--- Short task ---
The entries below should be transcribed in their entirety, exactly as written.

--- Materials provided ---
▼

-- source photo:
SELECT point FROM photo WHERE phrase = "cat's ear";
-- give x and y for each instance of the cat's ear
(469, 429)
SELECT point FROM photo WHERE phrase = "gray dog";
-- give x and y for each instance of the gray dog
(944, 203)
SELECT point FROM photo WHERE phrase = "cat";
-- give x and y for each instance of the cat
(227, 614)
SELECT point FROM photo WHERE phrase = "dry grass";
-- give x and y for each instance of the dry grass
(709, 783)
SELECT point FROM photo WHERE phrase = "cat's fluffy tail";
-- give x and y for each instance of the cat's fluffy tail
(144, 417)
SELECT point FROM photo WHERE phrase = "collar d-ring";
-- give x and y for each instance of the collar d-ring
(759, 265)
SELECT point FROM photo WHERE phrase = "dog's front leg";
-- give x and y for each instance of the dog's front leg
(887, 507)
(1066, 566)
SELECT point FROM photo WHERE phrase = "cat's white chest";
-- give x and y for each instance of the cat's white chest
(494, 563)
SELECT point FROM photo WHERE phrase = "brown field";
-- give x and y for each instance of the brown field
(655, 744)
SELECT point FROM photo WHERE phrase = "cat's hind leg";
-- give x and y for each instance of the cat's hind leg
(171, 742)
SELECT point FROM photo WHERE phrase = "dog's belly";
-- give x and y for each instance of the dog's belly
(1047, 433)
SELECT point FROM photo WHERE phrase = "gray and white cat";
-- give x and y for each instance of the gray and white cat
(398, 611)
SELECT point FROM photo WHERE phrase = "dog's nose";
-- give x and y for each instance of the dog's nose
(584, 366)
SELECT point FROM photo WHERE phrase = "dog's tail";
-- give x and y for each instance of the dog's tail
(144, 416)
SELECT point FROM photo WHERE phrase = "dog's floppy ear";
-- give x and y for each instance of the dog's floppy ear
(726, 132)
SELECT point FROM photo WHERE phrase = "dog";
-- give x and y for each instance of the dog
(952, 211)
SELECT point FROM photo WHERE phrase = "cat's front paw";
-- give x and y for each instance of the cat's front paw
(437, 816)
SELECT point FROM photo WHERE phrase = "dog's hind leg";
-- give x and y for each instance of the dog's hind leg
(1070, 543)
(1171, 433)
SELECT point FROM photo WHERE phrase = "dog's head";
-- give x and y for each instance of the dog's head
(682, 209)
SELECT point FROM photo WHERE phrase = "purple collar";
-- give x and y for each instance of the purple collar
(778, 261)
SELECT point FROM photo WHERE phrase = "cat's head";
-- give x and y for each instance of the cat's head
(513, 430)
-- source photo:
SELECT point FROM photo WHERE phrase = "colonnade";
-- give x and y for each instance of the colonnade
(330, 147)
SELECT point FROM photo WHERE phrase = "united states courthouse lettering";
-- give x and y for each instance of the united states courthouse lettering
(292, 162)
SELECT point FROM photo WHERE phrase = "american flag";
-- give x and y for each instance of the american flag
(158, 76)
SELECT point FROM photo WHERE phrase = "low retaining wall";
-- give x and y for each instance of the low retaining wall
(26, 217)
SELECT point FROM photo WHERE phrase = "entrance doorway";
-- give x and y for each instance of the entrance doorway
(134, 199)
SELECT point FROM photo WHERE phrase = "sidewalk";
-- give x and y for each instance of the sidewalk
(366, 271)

▲

--- Exercise answer ---
-- source photo:
SELECT point FROM photo WHERE phrase = "cat's ear";
-- give x and y for each instance of the cat's ear
(469, 429)
SELECT point FROM photo WHERE phrase = "gray dog";
-- give x and y for each instance of the gray dog
(944, 203)
SELECT point FROM photo WHERE phrase = "cat";
-- give x and y for each instance of the cat
(227, 614)
SELECT point FROM photo WHERE phrase = "dry grass";
-- give x and y for each instance of the dry grass
(709, 783)
SELECT point FROM photo WHERE phrase = "cat's fluffy tail";
-- give x and y for each instance of the cat's fluffy tail
(144, 417)
SELECT point FROM photo WHERE phrase = "collar d-ring";
-- give x and y for each instance of the collar d-ring
(759, 265)
SELECT point FROM photo WHERE phrase = "dog's front leg";
-- give x and y for each instance of the dog's front leg
(887, 507)
(1066, 566)
SELECT point FROM photo WHERE phrase = "cat's white chest";
-- give x and y for each instance of the cat's white chest
(494, 563)
SELECT point FROM photo WHERE phrase = "brown field";
-- give x and y for each instance of the brown field
(655, 744)
SELECT point FROM photo WHERE phrase = "cat's hind leg";
-- give x and y for each instance of the cat's hind leg
(171, 742)
SELECT point FROM photo WHERE phrase = "dog's belly";
-- give x and y for each instance of the dog's belly
(1047, 433)
SELECT point FROM photo WHERE phrase = "gray and white cat";
-- give x and y for each instance of the gray and white cat
(398, 611)
SELECT point FROM photo WHERE phrase = "dog's nose";
-- give x and y for each instance of the dog's nose
(584, 366)
SELECT point FROM photo WHERE phrase = "dog's tail";
-- give x and y for each instance of the dog's tail
(144, 416)
SELECT point FROM photo WHERE phrase = "dog's floppy ear";
-- give x and y for each instance of the dog's floppy ear
(726, 132)
SELECT point FROM photo WHERE phrase = "dog";
-- give x and y for each instance of the dog
(952, 211)
SELECT point FROM photo WHERE phrase = "cat's front paw";
-- give x and y for each instance of the cat's front paw
(437, 816)
SELECT point FROM photo WHERE phrase = "dog's hind leg";
-- give x and y for each instance of the dog's hind leg
(1070, 543)
(1171, 433)
SELECT point FROM photo WHERE phrase = "dog's head";
-- give x and y for each instance of the dog's head
(682, 209)
SELECT point FROM photo WHERE phrase = "purple collar";
-- give x and y for each instance of the purple collar
(778, 261)
SELECT point FROM photo WHERE phrase = "cat's head";
-- give x and y for each instance of the cat's head
(513, 430)
-- source photo:
SELECT point FROM photo WHERE phrase = "colonnade";
-- give x and y for each instance of the colonnade
(330, 147)
SELECT point FROM photo WHERE phrase = "united states courthouse lettering";
-- give x and y for each instance of the united states courthouse lettering
(292, 162)
SELECT point FROM photo WHERE phrase = "american flag";
-- give x and y for each instance of the american flag
(158, 76)
SELECT point FROM photo WHERE phrase = "low retaining wall";
-- give x and y for each instance of the low retaining wall
(26, 217)
SELECT point FROM photo WHERE phrase = "entrance doorway";
-- give x and y for each instance of the entrance doorway
(134, 199)
SELECT point FROM photo WHERE phrase = "sidewalk";
-- give x and y for each instance of the sidewalk
(366, 271)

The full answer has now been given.